--- Exercise aim ---
Return only that part of the material below which starts with the line containing "the player's neck" and goes on through the line containing "the jersey armhole", restated exactly.

─── Dataset entries ───

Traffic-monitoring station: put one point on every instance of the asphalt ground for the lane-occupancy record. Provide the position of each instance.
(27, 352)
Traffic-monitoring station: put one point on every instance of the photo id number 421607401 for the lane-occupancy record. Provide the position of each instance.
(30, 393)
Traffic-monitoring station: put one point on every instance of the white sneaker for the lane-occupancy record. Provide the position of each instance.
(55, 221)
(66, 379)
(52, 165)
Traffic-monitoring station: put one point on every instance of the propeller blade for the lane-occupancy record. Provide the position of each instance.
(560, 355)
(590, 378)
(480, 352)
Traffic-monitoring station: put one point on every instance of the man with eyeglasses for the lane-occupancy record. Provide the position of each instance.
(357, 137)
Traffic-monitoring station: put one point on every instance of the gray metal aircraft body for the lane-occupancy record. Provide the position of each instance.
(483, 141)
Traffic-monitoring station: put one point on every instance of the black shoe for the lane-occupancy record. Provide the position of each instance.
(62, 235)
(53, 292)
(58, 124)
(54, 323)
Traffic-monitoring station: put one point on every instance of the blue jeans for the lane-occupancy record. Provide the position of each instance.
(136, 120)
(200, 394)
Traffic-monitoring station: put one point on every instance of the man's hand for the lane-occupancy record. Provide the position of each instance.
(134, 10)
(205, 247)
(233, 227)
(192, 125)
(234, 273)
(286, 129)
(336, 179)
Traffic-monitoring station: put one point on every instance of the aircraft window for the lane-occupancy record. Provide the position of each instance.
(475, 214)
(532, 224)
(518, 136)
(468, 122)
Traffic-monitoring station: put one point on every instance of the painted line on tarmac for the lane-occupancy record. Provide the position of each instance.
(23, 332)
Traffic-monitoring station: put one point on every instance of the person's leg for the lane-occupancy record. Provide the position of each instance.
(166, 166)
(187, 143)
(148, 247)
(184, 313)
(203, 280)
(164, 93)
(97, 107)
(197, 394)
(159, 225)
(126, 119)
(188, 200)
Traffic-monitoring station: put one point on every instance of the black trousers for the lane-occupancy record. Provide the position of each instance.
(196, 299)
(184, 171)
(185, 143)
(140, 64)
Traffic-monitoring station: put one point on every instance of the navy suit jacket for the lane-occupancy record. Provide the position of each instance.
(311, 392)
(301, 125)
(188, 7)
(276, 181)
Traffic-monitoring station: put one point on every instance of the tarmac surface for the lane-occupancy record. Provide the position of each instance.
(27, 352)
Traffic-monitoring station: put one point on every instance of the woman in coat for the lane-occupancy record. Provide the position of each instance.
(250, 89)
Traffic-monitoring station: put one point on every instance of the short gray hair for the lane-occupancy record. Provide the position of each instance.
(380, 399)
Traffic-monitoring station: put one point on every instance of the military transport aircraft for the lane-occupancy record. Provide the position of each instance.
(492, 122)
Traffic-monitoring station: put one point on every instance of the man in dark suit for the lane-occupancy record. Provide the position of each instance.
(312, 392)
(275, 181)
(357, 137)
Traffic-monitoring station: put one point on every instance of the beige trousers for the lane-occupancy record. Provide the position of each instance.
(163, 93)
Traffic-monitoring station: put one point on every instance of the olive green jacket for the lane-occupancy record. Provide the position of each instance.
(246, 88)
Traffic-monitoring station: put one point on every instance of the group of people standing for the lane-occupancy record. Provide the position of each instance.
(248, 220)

───
─── Dataset entries ───

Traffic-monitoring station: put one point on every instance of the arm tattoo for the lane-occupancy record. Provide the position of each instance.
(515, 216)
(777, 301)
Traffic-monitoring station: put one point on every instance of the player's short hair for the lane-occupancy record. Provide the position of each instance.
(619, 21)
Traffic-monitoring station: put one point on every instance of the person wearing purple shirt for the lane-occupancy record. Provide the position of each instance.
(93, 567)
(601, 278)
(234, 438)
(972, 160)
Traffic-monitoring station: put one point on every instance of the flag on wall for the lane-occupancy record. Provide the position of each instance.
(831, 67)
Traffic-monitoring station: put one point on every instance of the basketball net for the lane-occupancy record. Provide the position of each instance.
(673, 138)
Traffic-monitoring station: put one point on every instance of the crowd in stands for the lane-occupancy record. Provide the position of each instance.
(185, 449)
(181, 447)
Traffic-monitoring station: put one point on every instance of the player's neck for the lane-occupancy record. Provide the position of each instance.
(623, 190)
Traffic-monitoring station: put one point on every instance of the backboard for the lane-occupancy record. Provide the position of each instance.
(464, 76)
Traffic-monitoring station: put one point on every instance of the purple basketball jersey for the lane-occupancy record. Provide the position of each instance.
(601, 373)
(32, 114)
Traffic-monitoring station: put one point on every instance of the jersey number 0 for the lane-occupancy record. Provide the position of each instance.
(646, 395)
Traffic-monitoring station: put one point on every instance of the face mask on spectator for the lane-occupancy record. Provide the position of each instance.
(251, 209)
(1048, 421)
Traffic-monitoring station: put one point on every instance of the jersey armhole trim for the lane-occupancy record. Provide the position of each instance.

───
─── Dataset entries ───

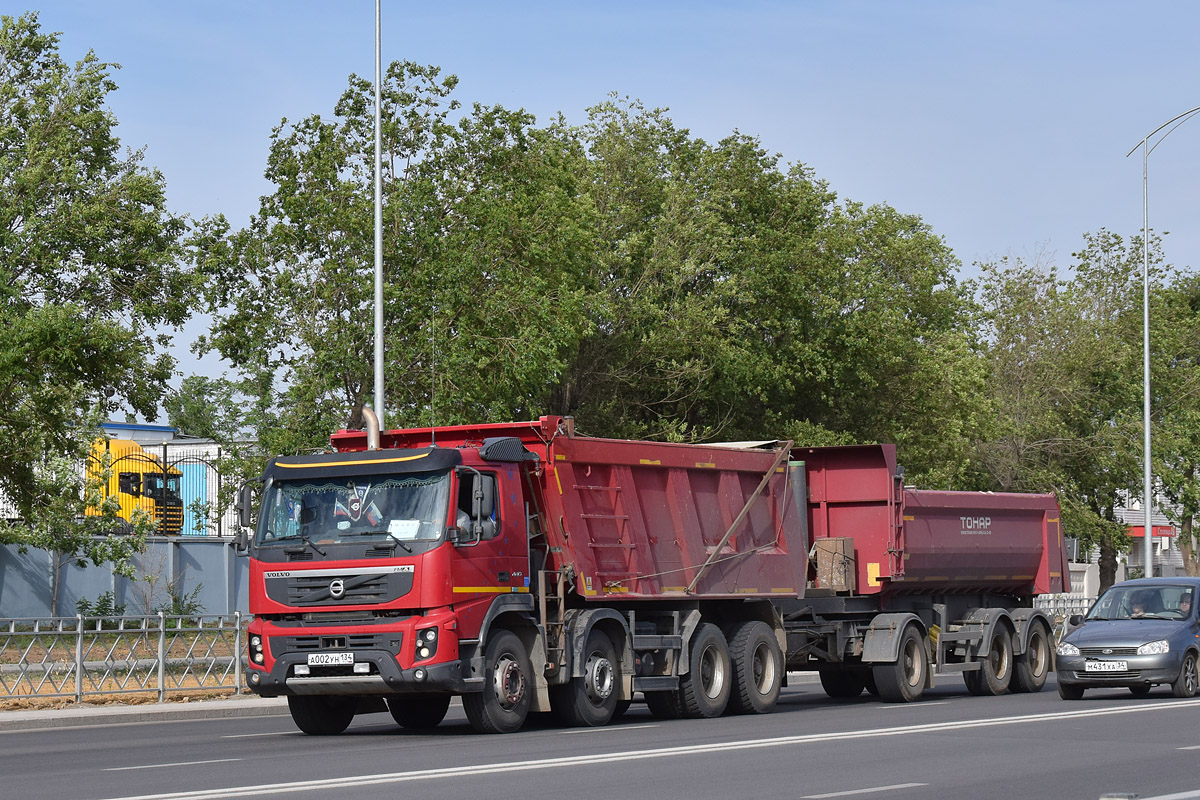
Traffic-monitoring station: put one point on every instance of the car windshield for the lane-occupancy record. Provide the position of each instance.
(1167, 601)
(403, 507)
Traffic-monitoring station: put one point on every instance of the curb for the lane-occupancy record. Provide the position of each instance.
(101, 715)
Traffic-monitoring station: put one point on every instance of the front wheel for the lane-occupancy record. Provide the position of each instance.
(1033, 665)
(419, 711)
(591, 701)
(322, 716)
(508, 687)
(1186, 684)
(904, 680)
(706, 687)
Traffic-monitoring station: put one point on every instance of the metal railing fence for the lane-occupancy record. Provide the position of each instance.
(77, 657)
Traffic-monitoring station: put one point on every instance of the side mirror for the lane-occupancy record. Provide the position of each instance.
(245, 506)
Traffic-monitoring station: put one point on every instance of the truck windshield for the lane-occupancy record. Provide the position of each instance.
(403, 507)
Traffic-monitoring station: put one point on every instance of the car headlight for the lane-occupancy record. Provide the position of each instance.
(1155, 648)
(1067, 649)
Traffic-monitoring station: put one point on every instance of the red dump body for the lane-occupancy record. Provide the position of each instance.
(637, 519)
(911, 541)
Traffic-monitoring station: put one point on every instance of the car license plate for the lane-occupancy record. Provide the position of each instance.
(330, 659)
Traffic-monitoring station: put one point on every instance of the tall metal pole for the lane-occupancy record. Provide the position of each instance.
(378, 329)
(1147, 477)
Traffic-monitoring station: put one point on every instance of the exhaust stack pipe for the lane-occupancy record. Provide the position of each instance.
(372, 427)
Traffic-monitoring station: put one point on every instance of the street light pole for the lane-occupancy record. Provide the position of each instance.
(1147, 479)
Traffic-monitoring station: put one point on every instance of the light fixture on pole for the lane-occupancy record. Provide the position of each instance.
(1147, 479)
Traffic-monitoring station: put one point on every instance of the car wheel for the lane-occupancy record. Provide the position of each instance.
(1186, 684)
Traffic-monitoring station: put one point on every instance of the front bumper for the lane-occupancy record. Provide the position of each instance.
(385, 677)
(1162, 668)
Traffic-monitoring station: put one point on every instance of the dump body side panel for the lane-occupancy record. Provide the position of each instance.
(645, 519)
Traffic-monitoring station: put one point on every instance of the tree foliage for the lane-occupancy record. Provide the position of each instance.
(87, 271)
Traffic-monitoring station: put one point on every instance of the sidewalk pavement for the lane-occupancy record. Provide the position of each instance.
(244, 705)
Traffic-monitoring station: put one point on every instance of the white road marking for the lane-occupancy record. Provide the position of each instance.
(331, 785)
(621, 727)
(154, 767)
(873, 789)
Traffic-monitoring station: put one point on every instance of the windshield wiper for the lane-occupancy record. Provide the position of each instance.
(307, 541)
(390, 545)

───

--- Your solution ---
Traffic-monitoring station: put one point on every instance of the player's neck for the lane-occupancy record. Provide the position of each instance.
(623, 190)
Traffic-monitoring station: put one point on every instance of the backboard for the lane-occupancy record. Provide the position of each instance.
(464, 76)
Traffic-monitoring station: put one point on every instance of the purple basketball jersey for the lane-occupancy record. Provide the position of each instance.
(601, 373)
(32, 114)
Traffic-monitoring station: put one point on every instance of the jersey number 0 for the lane-occupancy record. Provide the position of each instance.
(646, 395)
Traffic-monitoring station: put one point on every instance of the face mask on spectator for the lane-occupancy record. Provide the position of each instance.
(251, 209)
(1048, 421)
Traffic-monitoring station: put one point on every instance of the jersey armhole trim for the lane-occupancy record. Provide the position of each instance.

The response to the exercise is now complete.